# SELECTION
"""

Biden has told Putin to cut it out

Biden has warned Russian President Vladimir Putin not to use cyberattacks against the US. The President on Monday referred to the conversations as an “altar call.”

“We’ve had a long conversation about, if he uses it, what would be the consequence,” Biden told business leaders on Monday.

Biden has more control over that consequence than he does over the preparedness of US companies that are involved in American infrastructure. He appealed to their sense of “patriotic obligation” to get their cyber-defense capabilities up to scratch.

He specifically mentioned the energy, power and financial sectors.

What might a large-scale cyberattack look like?

It’s happened before. Estonia was the victim of a large-scale cyberattack in 2007, although there was not enough evidence to definitively pin it on Russia at the time.

CNN’s Ivana Kottasová wrote about the attack, which Estonia considered an act of cyber-warfare, last June. It all started with Estonia’s decision to remove a Soviet-era war memorial from central Tallinn.

Here are some key lines from her report:

The attack made Estonia realize that it needed to start treating cyber threats in the same way as physical attacks.

At that time, the country was already a leader in e-government, having introduced services like online voting and digital signatures. While no data was stolen during the incident, the websites of banks, the media and some government services were targeted with distributed denial of service attacks that lasted for 22 days. Some services were disrupted, while others were taken down completely.

NATO and the international community took notice of the attack on Estonia and experts developed a standard to assess cyber-war as a result.

"""

# MATERIAL SUPPLIED
"""

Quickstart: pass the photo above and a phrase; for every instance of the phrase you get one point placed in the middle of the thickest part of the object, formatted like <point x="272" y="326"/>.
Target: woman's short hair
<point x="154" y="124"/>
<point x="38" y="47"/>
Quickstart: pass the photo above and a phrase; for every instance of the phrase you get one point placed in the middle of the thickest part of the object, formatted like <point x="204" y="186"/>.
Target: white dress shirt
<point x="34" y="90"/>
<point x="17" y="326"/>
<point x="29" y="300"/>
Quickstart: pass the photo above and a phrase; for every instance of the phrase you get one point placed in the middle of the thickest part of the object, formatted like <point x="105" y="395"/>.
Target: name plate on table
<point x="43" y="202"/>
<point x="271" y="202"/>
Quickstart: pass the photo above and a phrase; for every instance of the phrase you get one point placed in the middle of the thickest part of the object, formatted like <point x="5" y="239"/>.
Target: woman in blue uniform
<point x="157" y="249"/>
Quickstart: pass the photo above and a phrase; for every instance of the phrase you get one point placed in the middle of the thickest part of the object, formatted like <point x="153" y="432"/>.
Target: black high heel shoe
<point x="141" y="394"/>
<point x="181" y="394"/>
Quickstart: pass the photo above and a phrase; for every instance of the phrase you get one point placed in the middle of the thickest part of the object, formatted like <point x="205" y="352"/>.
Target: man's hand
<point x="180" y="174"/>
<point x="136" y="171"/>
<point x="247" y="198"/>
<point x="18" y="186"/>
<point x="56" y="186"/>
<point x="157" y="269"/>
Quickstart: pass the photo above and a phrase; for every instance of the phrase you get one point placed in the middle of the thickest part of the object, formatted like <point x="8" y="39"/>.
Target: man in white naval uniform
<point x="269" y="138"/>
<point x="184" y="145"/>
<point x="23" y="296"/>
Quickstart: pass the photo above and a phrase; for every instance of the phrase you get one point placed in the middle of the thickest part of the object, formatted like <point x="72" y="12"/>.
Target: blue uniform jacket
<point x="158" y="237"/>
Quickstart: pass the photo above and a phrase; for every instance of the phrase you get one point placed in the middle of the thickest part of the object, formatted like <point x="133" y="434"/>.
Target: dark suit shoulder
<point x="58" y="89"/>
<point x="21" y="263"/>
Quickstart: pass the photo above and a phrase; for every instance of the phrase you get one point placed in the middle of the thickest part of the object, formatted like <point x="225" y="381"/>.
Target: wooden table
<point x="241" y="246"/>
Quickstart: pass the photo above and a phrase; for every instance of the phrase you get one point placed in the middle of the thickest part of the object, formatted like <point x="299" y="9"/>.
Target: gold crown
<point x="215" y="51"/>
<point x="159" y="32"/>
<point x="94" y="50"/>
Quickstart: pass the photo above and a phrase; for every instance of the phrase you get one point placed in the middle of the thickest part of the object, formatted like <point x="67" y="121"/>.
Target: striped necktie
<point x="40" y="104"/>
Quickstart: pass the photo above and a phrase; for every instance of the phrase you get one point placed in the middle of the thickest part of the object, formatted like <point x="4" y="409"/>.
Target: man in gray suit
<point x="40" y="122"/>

"""

# EXERCISE SET
- a) Output the part of the cyberattack article starting at "Here are some" and ending at "as a result.".
- b) Write the next part of the article on Biden's cyberattack warning, picking up after its final sentence.
The entries above come from a separate source.

# ANSWER SET
- a)
Here are some key lines from her report:

The attack made Estonia realize that it needed to start treating cyber threats in the same way as physical attacks.

At that time, the country was already a leader in e-government, having introduced services like online voting and digital signatures. While no data was stolen during the incident, the websites of banks, the media and some government services were targeted with distributed denial of service attacks that lasted for 22 days. Some services were disrupted, while others were taken down completely.

NATO and the international community took notice of the attack on Estonia and experts developed a standard to assess cyber-war as a result.

- b)
When is a cyberattack an act of war?

I called Tess Bridgeman, co-editor in chief of the website Just Security and a former attorney in the Obama White House who is an expert on war powers and international law.

“If a cyberattack causes significant death, destruction or injury, of the same sort that you would see from a more traditional attack using kinetic means, like bullets or missiles, you know, then you would call it a ‘use of force’ in international law,” she said.

A cyberattack that targeted a dam or air traffic control towers might rise to this level, but the government would try very hard to avoid responding to a cyberattack with a military attack, she said.

The attacks on the US to date have fallen short of the threshold to justify a military response.

As the government seeks countermeasures to respond, Bridgeman said, there’s a good chance they won’t be publicly known.

“It may appear that the US is sitting by idly, but I would be highly doubtful that that’s the case,” she said, arguing that defensive actions might be more effective at de-escalating the standoff. “It’s setting the example for what responsible state behavior looks like.”

Could weapons be used to respond to a cyberattack?

The threat of a military response is always there for the worst cyberattacks, should they cost American lives.

“Our policy, our declared policy is, if it’s a big enough attack on us and it hurts us, we will use the conventional weapons response,” Richard Clarke, who was a top adviser to President George W. Bush on cybersecurity, told CNN’s Michael Smerconish shortly after the war in Ukraine began.

“So we could very easily find ourselves in a shooting war with Russia if they try devastating — and that would have to be devastating — cyberattacks like turning out the power grid,” Clarke said.

Most of these attacks are meant to be part of espionage campaigns or to be meddlesome rather than deadly. Clarke argued that Russian attacks on US industries could be more devastating than attacks on the government itself. He said the government doesn’t really know what would happen if the Amazon, Google and Microsoft cloud systems went offline, for instance.

“I can tell you if those clouds go down, the United States stops working, our economy stops working, the phones stop working — we will find ourselves pretty soon in the dark ages if the internet goes down,” said Clarke.

What if Russia attacked a US ally?

It’s not clear that Russia would want to provoke the US specifically in a such a devastating way, or how the US would respond.

While its cyberattacks in Ukraine since the war began have been less severe than some expected, according to a report by Lyngass, Russia has targeted internet infrastructure in parts of the country.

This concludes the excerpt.